State the number of lines in the material below that contain the string "grassy". Give the number alone.

══════════

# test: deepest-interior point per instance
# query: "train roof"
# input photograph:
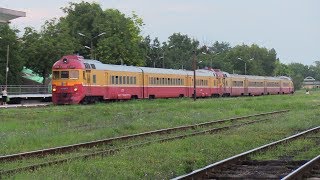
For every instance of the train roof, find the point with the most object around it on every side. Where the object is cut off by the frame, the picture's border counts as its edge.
(260, 77)
(111, 67)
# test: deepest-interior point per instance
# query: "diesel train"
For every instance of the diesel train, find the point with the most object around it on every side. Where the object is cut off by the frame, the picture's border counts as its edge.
(77, 80)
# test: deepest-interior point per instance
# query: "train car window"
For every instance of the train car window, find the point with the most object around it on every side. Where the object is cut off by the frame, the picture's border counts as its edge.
(116, 80)
(87, 65)
(131, 80)
(94, 79)
(74, 74)
(124, 79)
(120, 79)
(56, 75)
(64, 74)
(128, 80)
(112, 79)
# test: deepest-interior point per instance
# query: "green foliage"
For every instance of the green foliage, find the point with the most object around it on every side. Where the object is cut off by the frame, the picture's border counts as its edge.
(16, 62)
(121, 42)
(42, 49)
(31, 129)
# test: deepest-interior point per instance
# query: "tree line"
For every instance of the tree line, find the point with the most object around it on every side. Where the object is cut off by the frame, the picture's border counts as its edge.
(112, 37)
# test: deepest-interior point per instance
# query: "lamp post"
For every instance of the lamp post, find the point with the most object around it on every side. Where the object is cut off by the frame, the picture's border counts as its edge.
(211, 58)
(91, 42)
(163, 56)
(245, 65)
(194, 75)
(7, 64)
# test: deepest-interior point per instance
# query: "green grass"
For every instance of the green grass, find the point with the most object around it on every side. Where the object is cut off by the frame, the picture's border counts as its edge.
(31, 129)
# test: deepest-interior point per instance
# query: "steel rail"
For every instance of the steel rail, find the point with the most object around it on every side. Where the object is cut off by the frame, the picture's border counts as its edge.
(112, 151)
(304, 169)
(73, 147)
(199, 173)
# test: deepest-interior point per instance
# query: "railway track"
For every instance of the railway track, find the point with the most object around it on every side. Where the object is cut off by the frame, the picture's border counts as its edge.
(70, 148)
(240, 166)
(311, 169)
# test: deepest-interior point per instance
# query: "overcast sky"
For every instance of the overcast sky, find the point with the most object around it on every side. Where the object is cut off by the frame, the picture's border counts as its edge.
(291, 27)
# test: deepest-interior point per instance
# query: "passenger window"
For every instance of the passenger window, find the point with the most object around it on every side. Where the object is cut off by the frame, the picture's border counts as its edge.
(56, 75)
(116, 81)
(94, 80)
(74, 74)
(64, 74)
(112, 80)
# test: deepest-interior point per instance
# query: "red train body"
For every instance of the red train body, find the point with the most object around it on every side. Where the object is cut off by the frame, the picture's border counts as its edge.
(77, 80)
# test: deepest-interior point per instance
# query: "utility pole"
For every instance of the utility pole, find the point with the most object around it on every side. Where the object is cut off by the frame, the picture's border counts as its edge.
(7, 66)
(194, 76)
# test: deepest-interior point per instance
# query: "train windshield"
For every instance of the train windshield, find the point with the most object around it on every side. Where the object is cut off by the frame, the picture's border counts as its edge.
(72, 74)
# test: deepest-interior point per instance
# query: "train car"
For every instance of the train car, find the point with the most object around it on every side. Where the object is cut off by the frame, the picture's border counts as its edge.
(255, 85)
(286, 85)
(238, 85)
(78, 80)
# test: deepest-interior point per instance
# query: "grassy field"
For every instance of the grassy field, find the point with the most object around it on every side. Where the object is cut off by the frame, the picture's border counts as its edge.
(37, 128)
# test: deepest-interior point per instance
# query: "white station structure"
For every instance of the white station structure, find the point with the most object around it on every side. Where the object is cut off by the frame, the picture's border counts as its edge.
(6, 15)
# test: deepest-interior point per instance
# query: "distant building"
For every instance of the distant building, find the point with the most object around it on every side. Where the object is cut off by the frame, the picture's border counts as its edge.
(310, 83)
(6, 15)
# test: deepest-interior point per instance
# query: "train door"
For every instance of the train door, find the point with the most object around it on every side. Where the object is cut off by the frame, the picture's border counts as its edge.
(265, 87)
(189, 86)
(147, 83)
(107, 82)
(224, 84)
(88, 82)
(246, 84)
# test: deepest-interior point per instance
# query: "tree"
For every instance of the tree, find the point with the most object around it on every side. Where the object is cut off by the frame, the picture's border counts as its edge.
(9, 38)
(181, 52)
(42, 49)
(297, 72)
(122, 41)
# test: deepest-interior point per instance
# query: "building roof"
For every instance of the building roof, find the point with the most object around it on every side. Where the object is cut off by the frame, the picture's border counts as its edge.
(6, 15)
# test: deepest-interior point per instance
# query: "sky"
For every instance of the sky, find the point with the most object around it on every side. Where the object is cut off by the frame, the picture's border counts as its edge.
(291, 27)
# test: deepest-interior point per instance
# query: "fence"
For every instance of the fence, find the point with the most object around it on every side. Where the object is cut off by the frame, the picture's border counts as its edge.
(27, 89)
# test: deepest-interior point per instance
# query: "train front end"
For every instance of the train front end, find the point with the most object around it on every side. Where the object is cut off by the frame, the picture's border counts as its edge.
(67, 80)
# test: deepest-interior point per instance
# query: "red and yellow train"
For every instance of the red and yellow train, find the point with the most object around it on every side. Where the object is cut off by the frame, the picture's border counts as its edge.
(78, 80)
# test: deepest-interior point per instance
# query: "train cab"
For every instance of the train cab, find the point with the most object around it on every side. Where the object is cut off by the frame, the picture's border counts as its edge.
(68, 75)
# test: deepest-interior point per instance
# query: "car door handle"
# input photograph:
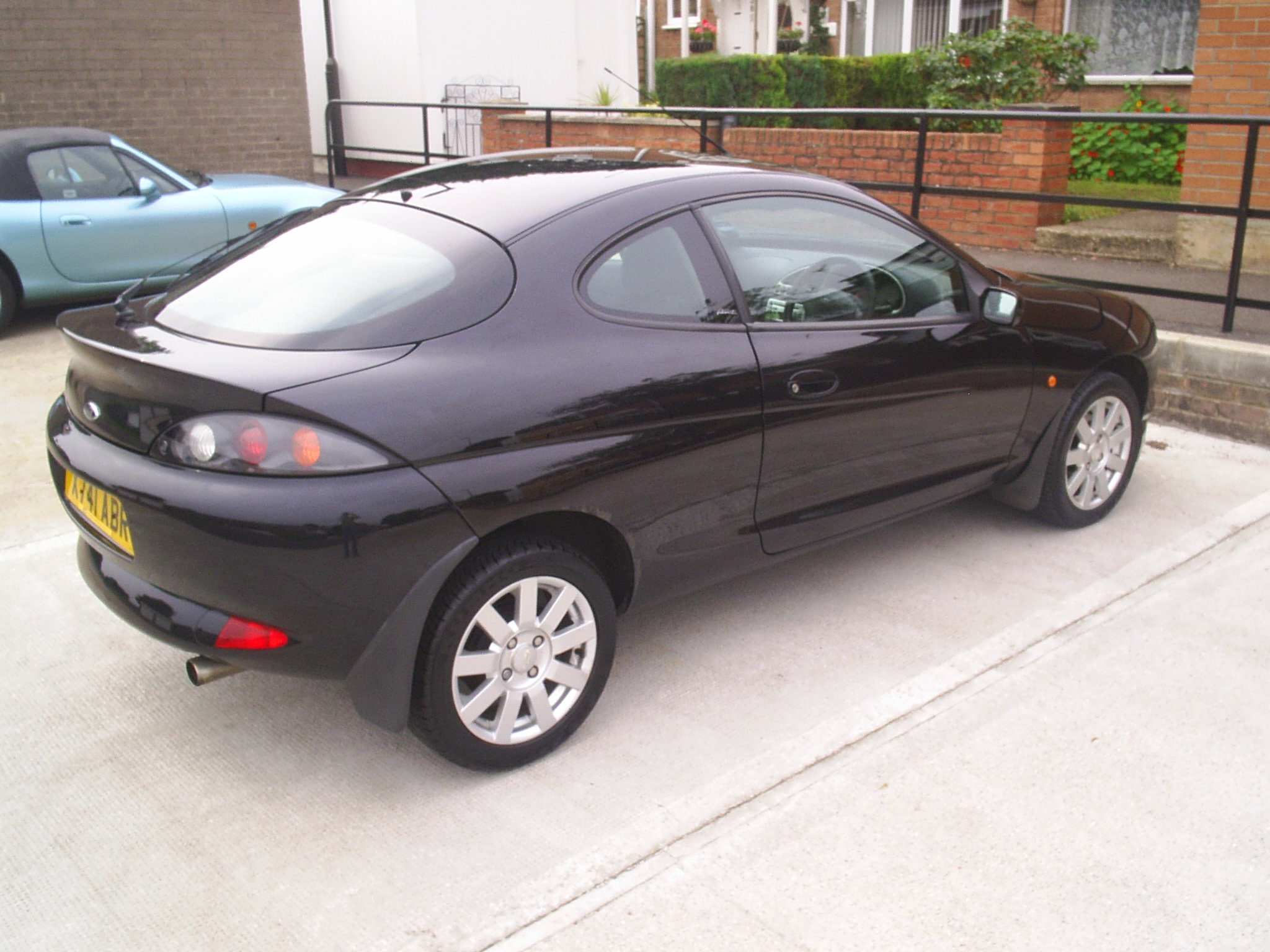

══════════

_Answer for the task_
2